> _Task item_:
Word for word, write out the entries that follow, omitting all pictures.

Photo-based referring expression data
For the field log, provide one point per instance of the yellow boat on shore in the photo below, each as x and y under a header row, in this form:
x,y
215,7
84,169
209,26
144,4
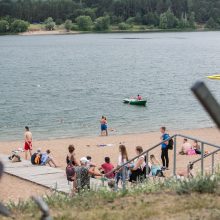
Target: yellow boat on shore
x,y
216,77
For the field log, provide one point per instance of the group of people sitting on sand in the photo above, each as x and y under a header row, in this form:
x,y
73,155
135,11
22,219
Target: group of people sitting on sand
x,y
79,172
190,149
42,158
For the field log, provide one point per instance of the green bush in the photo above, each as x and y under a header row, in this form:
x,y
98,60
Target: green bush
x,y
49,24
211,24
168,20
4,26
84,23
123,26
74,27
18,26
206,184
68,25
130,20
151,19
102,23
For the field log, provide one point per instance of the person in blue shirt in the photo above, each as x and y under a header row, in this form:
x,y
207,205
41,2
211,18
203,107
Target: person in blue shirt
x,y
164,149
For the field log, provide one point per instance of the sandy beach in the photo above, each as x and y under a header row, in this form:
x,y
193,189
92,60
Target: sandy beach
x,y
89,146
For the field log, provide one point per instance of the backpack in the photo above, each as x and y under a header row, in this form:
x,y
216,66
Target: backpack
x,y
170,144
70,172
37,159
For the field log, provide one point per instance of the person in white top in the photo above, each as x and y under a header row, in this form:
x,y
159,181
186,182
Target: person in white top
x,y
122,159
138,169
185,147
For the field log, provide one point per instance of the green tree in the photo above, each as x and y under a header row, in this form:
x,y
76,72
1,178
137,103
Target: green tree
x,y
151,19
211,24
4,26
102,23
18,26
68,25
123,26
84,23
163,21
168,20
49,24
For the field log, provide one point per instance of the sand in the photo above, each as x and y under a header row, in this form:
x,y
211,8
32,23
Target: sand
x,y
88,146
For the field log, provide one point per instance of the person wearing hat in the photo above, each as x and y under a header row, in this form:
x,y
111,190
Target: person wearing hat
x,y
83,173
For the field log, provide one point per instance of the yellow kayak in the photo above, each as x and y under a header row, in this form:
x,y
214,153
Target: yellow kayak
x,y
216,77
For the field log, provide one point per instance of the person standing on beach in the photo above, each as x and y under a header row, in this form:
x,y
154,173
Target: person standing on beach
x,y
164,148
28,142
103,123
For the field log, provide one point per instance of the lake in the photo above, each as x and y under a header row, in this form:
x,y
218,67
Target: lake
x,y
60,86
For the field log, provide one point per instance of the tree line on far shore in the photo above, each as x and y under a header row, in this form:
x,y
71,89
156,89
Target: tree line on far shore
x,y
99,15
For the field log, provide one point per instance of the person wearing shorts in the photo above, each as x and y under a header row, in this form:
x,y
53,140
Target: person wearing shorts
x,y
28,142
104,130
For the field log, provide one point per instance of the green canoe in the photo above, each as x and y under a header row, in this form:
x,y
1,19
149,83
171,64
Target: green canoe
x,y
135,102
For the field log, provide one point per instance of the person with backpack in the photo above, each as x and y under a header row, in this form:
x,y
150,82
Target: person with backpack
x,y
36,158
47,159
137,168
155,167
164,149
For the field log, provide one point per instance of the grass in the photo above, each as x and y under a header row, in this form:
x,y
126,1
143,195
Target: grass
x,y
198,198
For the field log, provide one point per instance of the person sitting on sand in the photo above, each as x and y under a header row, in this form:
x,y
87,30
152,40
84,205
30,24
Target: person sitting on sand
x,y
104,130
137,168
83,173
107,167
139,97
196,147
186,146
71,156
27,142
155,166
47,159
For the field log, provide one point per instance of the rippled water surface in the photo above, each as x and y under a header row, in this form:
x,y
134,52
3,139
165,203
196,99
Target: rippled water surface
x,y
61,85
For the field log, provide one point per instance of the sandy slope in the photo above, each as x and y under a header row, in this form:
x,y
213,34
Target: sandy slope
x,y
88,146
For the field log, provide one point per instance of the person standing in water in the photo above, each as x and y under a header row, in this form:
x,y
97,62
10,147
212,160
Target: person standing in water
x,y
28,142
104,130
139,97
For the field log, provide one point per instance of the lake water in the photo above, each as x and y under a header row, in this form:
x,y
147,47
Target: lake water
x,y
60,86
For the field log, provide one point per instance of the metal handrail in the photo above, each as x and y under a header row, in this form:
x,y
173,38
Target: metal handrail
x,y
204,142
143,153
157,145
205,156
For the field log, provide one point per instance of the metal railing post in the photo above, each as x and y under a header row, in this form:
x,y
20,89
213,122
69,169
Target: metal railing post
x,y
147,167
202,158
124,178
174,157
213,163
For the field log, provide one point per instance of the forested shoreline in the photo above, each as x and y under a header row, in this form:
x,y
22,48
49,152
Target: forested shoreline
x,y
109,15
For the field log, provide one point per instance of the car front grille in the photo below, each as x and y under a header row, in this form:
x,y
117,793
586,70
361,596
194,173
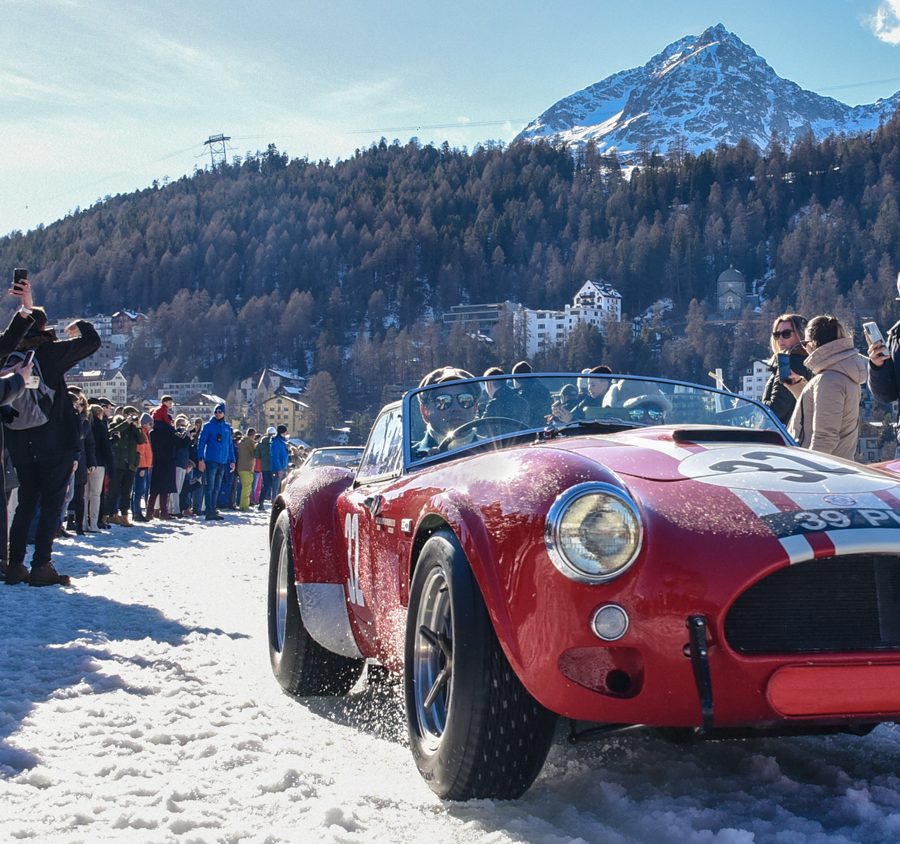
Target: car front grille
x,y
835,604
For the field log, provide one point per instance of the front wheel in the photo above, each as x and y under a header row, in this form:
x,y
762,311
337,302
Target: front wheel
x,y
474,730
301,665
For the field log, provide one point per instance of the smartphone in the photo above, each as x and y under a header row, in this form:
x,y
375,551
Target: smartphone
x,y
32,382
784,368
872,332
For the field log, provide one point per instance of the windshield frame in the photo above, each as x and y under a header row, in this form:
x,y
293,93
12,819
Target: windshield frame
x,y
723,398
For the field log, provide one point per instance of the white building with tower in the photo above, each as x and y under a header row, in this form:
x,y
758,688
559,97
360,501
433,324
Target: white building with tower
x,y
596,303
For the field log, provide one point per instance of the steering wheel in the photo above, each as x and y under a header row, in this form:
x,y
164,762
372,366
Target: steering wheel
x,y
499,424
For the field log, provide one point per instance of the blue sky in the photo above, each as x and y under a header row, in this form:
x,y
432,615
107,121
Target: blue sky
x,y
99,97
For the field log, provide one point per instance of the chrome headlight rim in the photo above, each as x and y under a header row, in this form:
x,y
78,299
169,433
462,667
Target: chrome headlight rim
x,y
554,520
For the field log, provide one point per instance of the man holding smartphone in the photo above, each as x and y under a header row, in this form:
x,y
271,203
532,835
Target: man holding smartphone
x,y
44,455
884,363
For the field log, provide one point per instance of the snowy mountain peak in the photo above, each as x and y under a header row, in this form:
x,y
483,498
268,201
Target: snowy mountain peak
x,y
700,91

> _Exercise result_:
For the field log, provide one point per instance of the yellow boat on shore in the photo below, each as x and y under a header row, in this form:
x,y
215,7
84,169
209,26
144,4
Target: yellow boat on shore
x,y
216,77
For the field log, provide one point per instance of the group of people sitting on sand in the photo above, each as x and y under a header row, in this form:
x,y
73,155
135,11
22,219
Target: group of people sitting on sand
x,y
79,172
190,149
42,158
For the field log, provide one point per instance of the green bush in the photo above, each as x and y under a header row, in this form:
x,y
98,60
Target: green bush
x,y
49,24
211,24
168,20
4,26
84,23
123,26
74,27
18,26
206,184
68,25
130,20
151,19
102,23
For the field log, provide one point per instance of the person in blue shirt in the photo above, each as x and y under a header row, in this form:
x,y
207,205
41,2
211,18
203,107
Target: person in blue shirt
x,y
164,149
For the field log, provide one point per instance of the sandy beach in the photo above, each as x and y under a header row, in this form:
x,y
193,189
92,60
Target: sandy beach
x,y
89,146
For the field log, provide one point per instance of the backpack in the photo above, each as x and y under a header row, in this form:
x,y
216,66
Target: backpack
x,y
170,144
70,172
37,159
For the field log, provide one point per instance of the person in white top in the photo above, each as x and y under a header row, in this form:
x,y
159,181
186,182
Target: person in white top
x,y
122,159
138,169
185,147
For the field log, provide one point per instance of the green tree in the photo above, each as x and y under a header row, in this form:
x,y
76,72
1,178
137,103
Target: green tree
x,y
151,19
211,24
4,26
102,23
18,26
68,25
123,26
84,23
163,21
168,20
49,24
For the field log, provide one point per instance of the sand in the photo above, each as x and y under a header row, in this form:
x,y
211,8
32,23
Target: sand
x,y
88,146
For the field log, provide one point per instance of the person wearing hat in the photo above, each as x and y under a header row, in this form:
x,y
111,190
Target: person wearing hat
x,y
83,173
For the field log, provide one point per instance of the yellow kayak in the photo above, each as x and y under a header row, in this form:
x,y
214,153
Target: yellow kayak
x,y
216,77
For the field log, provide one point per instance of the person standing on beach in the photo above, each as x and y under a header row, in this form:
x,y
154,173
Target: person standing on beach
x,y
164,148
28,142
103,123
For the field log, provide one point per instance of the lake in the photo above, each as x and y under a header row, in this form:
x,y
218,67
Target: lake
x,y
60,86
For the field log, provide one point per instance of the tree line on far shore in the photo above, each as x and y under a header row, in this form:
x,y
71,89
156,89
Target: tree line on far shore
x,y
99,15
For the field log, provide one point per instance of the person wearing shorts in the photo above, each as x and y under a header row, in this form:
x,y
53,140
Target: person wearing shorts
x,y
28,142
104,130
For the field log, provide one point per instance of the green canoe in the photo above, each as x and y under a header row, in this form:
x,y
1,19
149,83
171,64
Target: green canoe
x,y
135,102
For the field log, provide one point per instance of the person with backpack in the photo above, each as x and y under a header row, in this form:
x,y
150,82
Target: person with backpack
x,y
36,158
47,159
137,168
155,167
164,149
For the field log, provide one point per instance of the grass in the photo above, each as x and y under a header row, in this form:
x,y
126,1
143,195
Target: grass
x,y
198,198
For the field log, provide one point per instance of the person sitting on sand in the photo above, each as x and y under a header row, in this form:
x,y
87,30
152,40
84,205
30,24
Target: person sitting on sand
x,y
104,130
137,168
83,173
107,167
139,97
196,147
186,146
71,156
27,142
155,166
47,159
For the field log, provide one point per instance of the rippled water surface in the photo above, each as x and y under a header row, in this form:
x,y
134,52
3,139
165,203
196,99
Target: rippled water surface
x,y
61,85
For the field log, provide one point per instance of the sandy slope in the photo above, each as x and y under a header row, in this form:
x,y
213,34
Target: sandy slope
x,y
88,146
For the field log, provide one point per instance of the person standing in water in the photo above, each as x and y under a header row, in this form:
x,y
97,62
10,147
212,160
Target: person standing in water
x,y
28,142
104,130
139,97
For the field log, provide one point per instance of the lake water in the photo above, each as x and y under a header row, in this form:
x,y
147,47
Target: lake water
x,y
60,86
For the field log, provide one point per instance of the metal handrail in the photo above, each as x and y under a header row, in this form:
x,y
173,38
Target: metal handrail
x,y
204,142
143,153
157,145
205,156
For the field log, provide one point per instance of the metal railing post in the photo above, each as x and y under a header row, in this form:
x,y
20,89
213,122
69,169
Target: metal railing post
x,y
147,167
202,158
124,178
174,157
213,163
For the field log, provide one point per instance of the forested shoreline in the photo above, each as x and y under a header row, in this form:
x,y
22,48
49,152
Target: forested shoreline
x,y
109,15
For the field log, provide one point per instance of the car front grille in the photo below, each as x and y under a header row, in this form:
x,y
117,793
586,70
361,596
194,173
Target: car front grille
x,y
835,604
For the field log, provide one point per instance of the front wheel in the photo above, each as x and y under a header row, in this form:
x,y
762,311
337,302
Target: front wheel
x,y
474,730
301,665
For the field log, provide one point per instance of the smartphone in the photo above, each as x and y under a header row, in this form:
x,y
375,551
Target: smartphone
x,y
32,382
784,368
872,332
For the field log, provide one point per instance of the windshield frame in the photo above, each as x and y under a header row, in this form:
x,y
293,93
12,819
Target: windshield frame
x,y
723,398
For the field log, provide one point per instance of the white building with tower in the photo above, each as x and y under a header row, in this form:
x,y
758,688
559,97
360,501
433,324
Target: white building with tower
x,y
596,303
For the field log, provide one point per instance of the steering wheel in the photo above, each as x and y under a header row, in this form:
x,y
164,762
372,366
Target: steering wheel
x,y
499,424
For the field log, provide one point per instance of the blue sky in the photo above, each as x and y under a header row, in this form:
x,y
432,615
107,121
Target: blue sky
x,y
99,97
For the field log, provide one point per instance of the chrome headlight rim in the photo above, each as x and y under a header row, in this form:
x,y
78,299
169,433
462,667
Target: chrome headlight rim
x,y
554,520
For the field log, provide one point per instance of the man holding smartphone in the photo above, each as x and y under a header row, in this form:
x,y
271,203
532,835
Target: man holding smartphone
x,y
44,455
884,363
For the field log, provide one point per instance of the snowy mountain peak in the photo above, each as x and y under a header row, in this form:
x,y
483,498
268,201
Target: snowy mountain peak
x,y
700,91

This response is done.